### Text block
===

McGowan v. State (Ex parte McGowan)

Decision Date30 April 2021
Docket Number1190090
Citation346 So.3d 10
Parties EX PARTE Walter MCGOWAN (In re: Walter McGowan v. State of Alabama )
CourtAlabama Supreme Court

Sammie D. Shaw, Birmingham, for petitioner.

Steve Marshall, att'y gen., and Edmund G. LaCour, Jr., solicitor gen., Kelsey J. Curtis, asst. solicitor gen., and Beth Slate Poe, asst. att'y gen., for respondent.

STEWART, Justice.

This Court granted certiorari review to determine whether the Court of Criminal Appeals erred in affirming the order of the Jefferson Circuit Court ("the trial court") revoking Walter McGowan's probation. We conclude that the trial court was without jurisdiction to conduct probation-revocation proceedings and to enter the probation-revocation order. Therefore, we reverse the Court of Criminal Appeals’ judgment and remand the cause.

===

### Dataset content
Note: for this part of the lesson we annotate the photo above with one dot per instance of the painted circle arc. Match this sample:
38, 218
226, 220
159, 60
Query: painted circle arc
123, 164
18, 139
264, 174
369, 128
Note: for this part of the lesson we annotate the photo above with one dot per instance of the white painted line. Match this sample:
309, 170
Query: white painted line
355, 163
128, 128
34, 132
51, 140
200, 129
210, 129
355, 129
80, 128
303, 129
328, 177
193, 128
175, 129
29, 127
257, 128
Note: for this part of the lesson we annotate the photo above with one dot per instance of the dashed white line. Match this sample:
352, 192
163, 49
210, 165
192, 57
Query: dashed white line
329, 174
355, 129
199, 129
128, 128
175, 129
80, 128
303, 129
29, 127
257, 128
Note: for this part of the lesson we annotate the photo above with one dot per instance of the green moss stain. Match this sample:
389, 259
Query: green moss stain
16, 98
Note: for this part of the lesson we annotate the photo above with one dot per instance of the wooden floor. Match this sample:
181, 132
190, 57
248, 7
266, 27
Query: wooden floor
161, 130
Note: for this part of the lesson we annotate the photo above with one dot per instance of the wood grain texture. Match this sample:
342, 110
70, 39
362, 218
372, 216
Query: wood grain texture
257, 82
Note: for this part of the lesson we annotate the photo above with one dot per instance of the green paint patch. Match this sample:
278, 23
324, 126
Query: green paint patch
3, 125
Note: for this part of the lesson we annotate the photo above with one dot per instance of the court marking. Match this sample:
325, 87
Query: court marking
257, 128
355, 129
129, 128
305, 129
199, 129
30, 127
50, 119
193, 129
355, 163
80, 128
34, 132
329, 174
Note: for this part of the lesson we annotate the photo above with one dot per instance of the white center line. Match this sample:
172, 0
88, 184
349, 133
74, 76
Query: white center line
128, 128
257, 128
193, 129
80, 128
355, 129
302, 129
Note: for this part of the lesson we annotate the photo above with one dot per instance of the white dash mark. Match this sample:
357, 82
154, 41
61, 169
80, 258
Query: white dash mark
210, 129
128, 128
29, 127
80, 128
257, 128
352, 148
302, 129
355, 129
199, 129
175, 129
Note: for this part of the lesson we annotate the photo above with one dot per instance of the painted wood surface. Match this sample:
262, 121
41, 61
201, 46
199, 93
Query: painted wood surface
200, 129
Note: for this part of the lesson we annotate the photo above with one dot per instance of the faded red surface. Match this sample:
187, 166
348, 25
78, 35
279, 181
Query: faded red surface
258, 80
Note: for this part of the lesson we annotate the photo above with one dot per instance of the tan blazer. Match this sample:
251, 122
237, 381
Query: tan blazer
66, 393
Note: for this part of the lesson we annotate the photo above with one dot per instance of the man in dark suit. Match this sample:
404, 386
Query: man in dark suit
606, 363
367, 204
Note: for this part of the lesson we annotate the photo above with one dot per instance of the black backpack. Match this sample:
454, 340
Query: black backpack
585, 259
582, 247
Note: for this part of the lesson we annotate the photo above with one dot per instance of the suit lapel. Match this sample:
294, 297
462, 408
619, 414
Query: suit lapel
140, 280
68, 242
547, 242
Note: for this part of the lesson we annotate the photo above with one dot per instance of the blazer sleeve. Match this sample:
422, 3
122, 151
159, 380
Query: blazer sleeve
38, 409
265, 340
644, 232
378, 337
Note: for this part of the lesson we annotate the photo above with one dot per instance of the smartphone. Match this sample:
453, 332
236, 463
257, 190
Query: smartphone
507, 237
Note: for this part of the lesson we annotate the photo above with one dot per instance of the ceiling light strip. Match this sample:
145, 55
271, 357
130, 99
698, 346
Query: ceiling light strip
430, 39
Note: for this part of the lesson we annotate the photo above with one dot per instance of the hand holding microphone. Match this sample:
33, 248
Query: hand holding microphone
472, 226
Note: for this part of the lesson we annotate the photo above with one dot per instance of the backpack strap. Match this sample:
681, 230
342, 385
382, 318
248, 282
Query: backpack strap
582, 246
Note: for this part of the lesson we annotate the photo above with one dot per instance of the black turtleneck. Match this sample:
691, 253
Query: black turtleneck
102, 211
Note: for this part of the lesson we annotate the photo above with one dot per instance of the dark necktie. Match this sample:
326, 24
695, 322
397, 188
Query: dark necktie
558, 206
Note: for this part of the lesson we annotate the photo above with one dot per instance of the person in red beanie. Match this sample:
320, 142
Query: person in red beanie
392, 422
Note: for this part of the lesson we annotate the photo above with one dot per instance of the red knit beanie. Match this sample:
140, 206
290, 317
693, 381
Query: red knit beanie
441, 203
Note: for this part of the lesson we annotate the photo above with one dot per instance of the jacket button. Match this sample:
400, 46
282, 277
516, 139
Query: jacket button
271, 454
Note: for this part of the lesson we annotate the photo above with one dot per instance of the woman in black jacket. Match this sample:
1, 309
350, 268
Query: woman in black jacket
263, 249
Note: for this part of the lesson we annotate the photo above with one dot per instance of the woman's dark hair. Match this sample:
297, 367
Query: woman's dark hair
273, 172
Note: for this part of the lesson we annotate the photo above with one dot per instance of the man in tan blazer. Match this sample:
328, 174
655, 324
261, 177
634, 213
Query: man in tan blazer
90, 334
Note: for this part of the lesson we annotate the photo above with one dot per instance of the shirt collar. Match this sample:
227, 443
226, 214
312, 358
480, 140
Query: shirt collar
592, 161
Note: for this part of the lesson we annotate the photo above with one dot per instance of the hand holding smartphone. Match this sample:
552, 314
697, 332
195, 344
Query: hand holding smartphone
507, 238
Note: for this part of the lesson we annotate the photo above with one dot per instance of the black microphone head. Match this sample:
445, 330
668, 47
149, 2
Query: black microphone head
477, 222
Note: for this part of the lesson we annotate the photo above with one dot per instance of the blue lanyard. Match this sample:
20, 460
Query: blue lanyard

===

### Task list
a - Answer these from the McGowan opinion:
(i) What is the docket number?
(ii) Who appeared for the petitioner?
(iii) Which court's order revoked Walter McGowan's probation?
b - Print the stretch of the McGowan opinion from "CourtAlabama Supreme Court" through "STEWART, Justice.".
The entries aren't needed for anything here.

### Complete answers
a -
(i) 1190090
(ii) Sammie D. Shaw, Birmingham
(iii) The Jefferson Circuit Court

b -
CourtAlabama Supreme Court

Sammie D. Shaw, Birmingham, for petitioner.

Steve Marshall, att'y gen., and Edmund G. LaCour, Jr., solicitor gen., Kelsey J. Curtis, asst. solicitor gen., and Beth Slate Poe, asst. att'y gen., for respondent.

STEWART, Justice.